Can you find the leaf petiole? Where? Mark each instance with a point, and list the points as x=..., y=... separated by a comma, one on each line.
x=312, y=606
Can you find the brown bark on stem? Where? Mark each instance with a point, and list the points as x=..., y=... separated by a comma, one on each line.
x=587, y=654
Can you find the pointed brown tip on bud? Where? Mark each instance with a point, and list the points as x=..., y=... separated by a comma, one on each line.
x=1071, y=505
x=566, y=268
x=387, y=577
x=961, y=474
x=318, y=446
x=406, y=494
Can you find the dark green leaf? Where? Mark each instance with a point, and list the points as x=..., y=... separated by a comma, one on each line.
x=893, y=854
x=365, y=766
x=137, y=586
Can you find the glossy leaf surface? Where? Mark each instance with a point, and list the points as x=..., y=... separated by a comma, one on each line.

■ **JOB**
Type out the full listing again, exactly as given.

■ **WORKED SOLUTION**
Can you find the leaf petiole? Where? Mark each instance with a point, and list the points as x=..., y=... separated by a comma, one on each line.
x=312, y=606
Can you find the brown bark on stem? Where? Mark each instance with a point, and list the points as x=..., y=... separated by a comma, one on each line.
x=587, y=654
Can you find the pointed brown tip on bud? Where? Mark each instance with a point, and list the points as x=..., y=... separated by a comma, one on each line.
x=1071, y=505
x=566, y=268
x=387, y=577
x=961, y=474
x=318, y=446
x=406, y=494
Can you find the dark green leaf? Where? Mark each instance with a point, and list the points as x=..., y=... separated by a comma, one on each line.
x=893, y=854
x=365, y=766
x=137, y=586
Can you find the glossy leaf surface? Where? Mark each instance with a point, and list the points as x=..., y=... separated by a comma, one on each line.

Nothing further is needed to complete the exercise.